Can you set out the lines below as a JSON list of strings, with one string for each line and any blank lines omitted?

----------

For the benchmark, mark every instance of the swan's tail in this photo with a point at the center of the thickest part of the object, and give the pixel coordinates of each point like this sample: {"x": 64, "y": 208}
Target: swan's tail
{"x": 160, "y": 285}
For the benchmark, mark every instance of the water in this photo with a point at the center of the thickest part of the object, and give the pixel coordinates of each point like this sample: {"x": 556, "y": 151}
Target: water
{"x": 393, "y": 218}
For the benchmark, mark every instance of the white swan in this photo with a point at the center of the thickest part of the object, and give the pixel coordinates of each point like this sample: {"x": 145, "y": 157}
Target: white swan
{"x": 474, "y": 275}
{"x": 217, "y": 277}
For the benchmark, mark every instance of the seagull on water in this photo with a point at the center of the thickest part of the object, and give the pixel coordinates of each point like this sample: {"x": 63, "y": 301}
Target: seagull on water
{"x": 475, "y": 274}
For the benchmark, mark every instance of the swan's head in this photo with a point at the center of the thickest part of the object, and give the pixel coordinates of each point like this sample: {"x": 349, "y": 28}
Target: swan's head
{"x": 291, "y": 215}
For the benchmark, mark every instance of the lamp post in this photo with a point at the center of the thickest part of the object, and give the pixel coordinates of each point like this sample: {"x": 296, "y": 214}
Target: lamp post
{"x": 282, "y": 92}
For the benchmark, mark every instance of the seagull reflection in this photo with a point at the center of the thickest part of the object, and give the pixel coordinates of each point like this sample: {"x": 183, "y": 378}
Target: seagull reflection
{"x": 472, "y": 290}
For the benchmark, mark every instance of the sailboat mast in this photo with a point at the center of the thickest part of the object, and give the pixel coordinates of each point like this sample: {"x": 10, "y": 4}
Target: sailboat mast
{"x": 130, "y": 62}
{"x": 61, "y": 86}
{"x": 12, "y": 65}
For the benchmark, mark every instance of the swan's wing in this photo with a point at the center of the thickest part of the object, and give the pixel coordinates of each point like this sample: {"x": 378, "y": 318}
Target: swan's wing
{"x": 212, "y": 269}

----------

SOLUTION TO THIS EXERCISE ->
[
  "For the benchmark, mark every instance of the swan's tail in this photo with a point at the center of the thickest part of the object, and give the pixel coordinates of each point like this sample: {\"x\": 64, \"y\": 208}",
  "Target: swan's tail",
  "{\"x\": 160, \"y\": 285}",
  "For the benchmark, mark every instance of the water in this photo with a point at the center of the thickest part of the object, and give the pixel coordinates of each point like this sample: {\"x\": 556, \"y\": 151}",
  "Target: water",
  "{\"x\": 393, \"y\": 218}",
  "For the benchmark, mark every instance of the white swan in this photo with a point at the center of the thickest part of the object, and give the pixel coordinates of each point like this sample: {\"x\": 145, \"y\": 157}",
  "Target: white swan",
  "{\"x\": 474, \"y\": 275}",
  "{\"x\": 217, \"y\": 277}",
  "For the benchmark, mark every instance of the seagull on water in this photo with a point at the center of the thickest part of the object, and give the pixel coordinates of each point like this sample: {\"x\": 63, \"y\": 301}",
  "Target: seagull on water",
  "{\"x\": 475, \"y\": 274}",
  "For the benchmark, mark every instance of the swan's head in this photo with a point at the center of the thickest part of the object, and give the pixel coordinates of each point like this sample: {\"x\": 349, \"y\": 28}",
  "Target: swan's head",
  "{\"x\": 291, \"y\": 215}",
  "For the benchmark, mark every instance of the lamp post in this photo with a point at the center of the thickest part of the object, and give the pixel coordinates of each point like this sample: {\"x\": 296, \"y\": 214}",
  "Target: lamp post",
  "{\"x\": 282, \"y\": 92}",
  "For the benchmark, mark every instance of the seagull reflection in this photo with a point at the center of the thickest part of the object, and give the pixel coordinates of each point like this sample: {\"x\": 183, \"y\": 378}",
  "Target: seagull reflection",
  "{\"x\": 472, \"y\": 290}",
  "For the benchmark, mark every instance of the sailboat mast in this photo with a point at the center of the thickest part of the object, and give the pixel coordinates of each point like this sample: {\"x\": 10, \"y\": 4}",
  "Target: sailboat mast",
  "{\"x\": 130, \"y\": 62}",
  "{\"x\": 61, \"y\": 86}",
  "{\"x\": 12, \"y\": 65}",
  "For the benchmark, mark every instance of the swan's wing in this photo with a point at the center of the thickest part of the object, and give the pixel coordinates of each point like this sample: {\"x\": 378, \"y\": 318}",
  "Target: swan's wing",
  "{\"x\": 212, \"y\": 269}"
]